Travail à faire:
[1] Réponds à ces questions sur le texte consacré au renseignement :
(a) Contre qui Obama s'est-il mis en colère ?
(b) De quels types étaient les données structurantes qu'on n'a pas vues ?
(c) De quelle nature est le filtre qui a empêché de voir ?
[2] Recopie le passage du texte sur le renseignement qui commence à « 2. Le dimanche » et se termine à « bible quoi... inattaquable! ».

Texte à lire:
----

Les événements du Proche Orient sont une surprise : cette surprise signifie qu’ils n’avaient pas été prévus, et que les renseignements étaient mauvais.

Qu’on pense à la colère d’Obama envers ses services de renseignement, que les journaux ont évoquée. Même si cela a moins fait de bruit, je devine qu’il a dû en être de même à Paris. Au point que des ministres ont été voyagé dans des zones de crise, sans appréhender l’intensité de ce qui était en train de se dérouler. Mais, et je l’ai déjà dit, chacun a été surpris.

Cela pose donc la question des renseignements. Trop souvent, on considère le renseignement sous son aspect tactique, et très opératoire : qu’il soit directement tourné vers les opérations (DRM, deuxièmes bureaux d’état-major) ou vers des affaires d’espionnage ou de contre espionnage.

Mais il semble qu’on n’a pas vu les « signaux faibles », ni les données structurantes (démographiques, économiques et sociologiques) pourtant annoncées (cf Todd et Courbage, Le rendez-vous des civilisations).

En fait, cet échec du « renseignement » stratégique ne tient probablement pas à un accès déficient à des informations : celui qui voulait voir aurait vu, même en sources ouvertes. Non, la déficience tient au filtre qui a empêché de voir. Et ce filtre, en l’espèce, est idéologique avec l’obsession de la menace islamiste.

Il ne s’agit pas de nier cette menace en bloc : juste de montrer que le renseignement (une information confirmée, analysée et mise en perspective) d’une part n’arrive pas forcément à appréhender la complexité dune situation, d’autre part à parvenir à l’intelligence du décideur, si celui ne veut pas voir. On pense souvent au biais humain de la source du renseignement : ion évoque rarement le biais humain du récepteur final.

O. Kempf

Commentaires

1. Le dimanche 13 février 2011, 18:34 par

Olivier,

Il y a bien sûr la gesticulation occidentale depuis le 11 septembre 2001 autour du terrorisme islamique que nos intellos néocons style BHL continuent d'ériger en sur-déterminant de l'Histoire, mais aussi et surtout le dogme comme quoi l'Islam n'est pas soluble dans la démocratie, ce qui est sujet à débat, et sa soi-disant conséquence, totalement absurde et fausse, que la démocratie ne serait pas adaptable au monde arabo-musulman. C'est ce dogme qui a aveuglé ceux-là même qui nous servent la démocratie libérale comme Fin de l'Histoire depuis 20 ans, et qui continue de gouverner notre politique. Le recours, très prévisible depuis deux semaines, de l'Amérique à l'armée égyptienne pour résoudre la crise va sans doute entraîner la Maison Blanche à n'offrir au monde arabe qu'un modèle dégradé de démocratie, autrement dit juste ce dont les "Bougnoules" ont besoin. Pour éviter des Nasser-de Gaulle, et le recours à des urnes toujours improbables (cette emmerdante incertitude de la démocratie), on imposera des Darlan-Giraud en solde et de seconde main. Et on n'aura pas avancé d'un pouce.

JPhI
égéa : sur la démocratie, il y a un retour du débat en ce moment, si j'en lis mon frère....

2. Le dimanche 13 février 2011, 18:34 par AD

Il faut toujours appuyer son propos par les idées des autres donc je vais citer le Livre Blanc de 2008 : la bible quoi... inattaquable!

----

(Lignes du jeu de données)

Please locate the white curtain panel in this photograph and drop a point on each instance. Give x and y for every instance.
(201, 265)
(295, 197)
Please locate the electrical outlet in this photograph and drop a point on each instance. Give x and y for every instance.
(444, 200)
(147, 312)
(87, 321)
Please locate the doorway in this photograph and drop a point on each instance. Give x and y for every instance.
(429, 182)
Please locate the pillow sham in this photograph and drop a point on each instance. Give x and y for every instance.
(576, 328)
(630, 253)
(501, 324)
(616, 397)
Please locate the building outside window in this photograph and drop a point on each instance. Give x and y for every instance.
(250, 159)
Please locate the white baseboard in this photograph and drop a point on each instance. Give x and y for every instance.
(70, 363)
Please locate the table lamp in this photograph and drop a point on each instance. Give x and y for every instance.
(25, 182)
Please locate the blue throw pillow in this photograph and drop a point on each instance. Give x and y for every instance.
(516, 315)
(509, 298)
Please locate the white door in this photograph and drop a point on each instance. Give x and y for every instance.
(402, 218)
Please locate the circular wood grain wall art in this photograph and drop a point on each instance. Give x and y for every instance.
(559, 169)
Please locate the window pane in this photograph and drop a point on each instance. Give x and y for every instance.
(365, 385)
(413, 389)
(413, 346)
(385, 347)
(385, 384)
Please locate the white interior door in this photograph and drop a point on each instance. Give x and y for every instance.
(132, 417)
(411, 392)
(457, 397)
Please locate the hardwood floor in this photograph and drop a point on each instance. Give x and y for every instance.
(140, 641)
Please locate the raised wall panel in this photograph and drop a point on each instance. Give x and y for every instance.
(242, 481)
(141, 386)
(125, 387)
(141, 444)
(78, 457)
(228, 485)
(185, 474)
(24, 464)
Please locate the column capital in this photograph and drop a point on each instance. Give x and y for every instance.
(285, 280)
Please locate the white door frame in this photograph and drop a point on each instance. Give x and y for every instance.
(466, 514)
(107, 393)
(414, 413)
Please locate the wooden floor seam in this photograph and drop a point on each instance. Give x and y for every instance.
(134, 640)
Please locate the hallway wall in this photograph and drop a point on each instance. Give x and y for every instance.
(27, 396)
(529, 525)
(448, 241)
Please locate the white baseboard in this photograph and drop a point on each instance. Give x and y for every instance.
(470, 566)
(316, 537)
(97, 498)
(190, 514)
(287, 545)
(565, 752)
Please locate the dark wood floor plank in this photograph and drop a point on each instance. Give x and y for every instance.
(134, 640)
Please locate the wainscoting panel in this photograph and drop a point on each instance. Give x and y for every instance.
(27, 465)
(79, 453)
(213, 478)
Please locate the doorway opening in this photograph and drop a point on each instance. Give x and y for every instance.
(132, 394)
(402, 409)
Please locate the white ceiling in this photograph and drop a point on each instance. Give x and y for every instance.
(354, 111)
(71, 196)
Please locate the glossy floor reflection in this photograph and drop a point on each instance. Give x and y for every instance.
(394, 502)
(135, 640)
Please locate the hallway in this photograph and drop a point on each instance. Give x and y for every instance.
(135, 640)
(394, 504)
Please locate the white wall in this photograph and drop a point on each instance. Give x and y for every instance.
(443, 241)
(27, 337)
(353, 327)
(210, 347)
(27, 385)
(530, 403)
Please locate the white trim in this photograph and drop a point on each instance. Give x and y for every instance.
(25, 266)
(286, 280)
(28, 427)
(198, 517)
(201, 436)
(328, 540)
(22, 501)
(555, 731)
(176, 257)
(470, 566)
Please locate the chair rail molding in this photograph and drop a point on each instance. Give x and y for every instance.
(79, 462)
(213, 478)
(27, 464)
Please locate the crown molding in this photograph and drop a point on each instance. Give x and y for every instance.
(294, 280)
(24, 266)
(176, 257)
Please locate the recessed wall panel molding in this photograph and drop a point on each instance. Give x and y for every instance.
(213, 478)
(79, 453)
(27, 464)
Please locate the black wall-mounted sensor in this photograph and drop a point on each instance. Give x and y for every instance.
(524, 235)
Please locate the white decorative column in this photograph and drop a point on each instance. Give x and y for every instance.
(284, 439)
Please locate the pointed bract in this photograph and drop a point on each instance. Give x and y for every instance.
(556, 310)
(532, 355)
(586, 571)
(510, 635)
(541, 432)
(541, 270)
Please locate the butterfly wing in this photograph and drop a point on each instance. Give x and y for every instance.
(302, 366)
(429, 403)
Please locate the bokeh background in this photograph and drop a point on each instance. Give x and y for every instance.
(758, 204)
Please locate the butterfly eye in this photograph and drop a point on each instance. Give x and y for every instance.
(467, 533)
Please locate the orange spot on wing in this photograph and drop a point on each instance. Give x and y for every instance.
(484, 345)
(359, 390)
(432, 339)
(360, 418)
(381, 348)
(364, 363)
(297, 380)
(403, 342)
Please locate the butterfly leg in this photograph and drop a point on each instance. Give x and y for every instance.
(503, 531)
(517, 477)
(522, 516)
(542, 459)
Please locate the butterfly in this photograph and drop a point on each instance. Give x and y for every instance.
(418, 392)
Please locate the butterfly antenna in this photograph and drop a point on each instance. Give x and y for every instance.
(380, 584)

----

Les résultats:
[1]
(a) Contre ses services de renseignement.
(b) Démographiques, économiques et sociologiques.
(c) Idéologique, avec l'obsession de la menace islamiste.

[2]
2. Le dimanche 13 février 2011, 18:34 par AD

Il faut toujours appuyer son propos par les idées des autres donc je vais citer le Livre Blanc de 2008 : la bible quoi... inattaquable!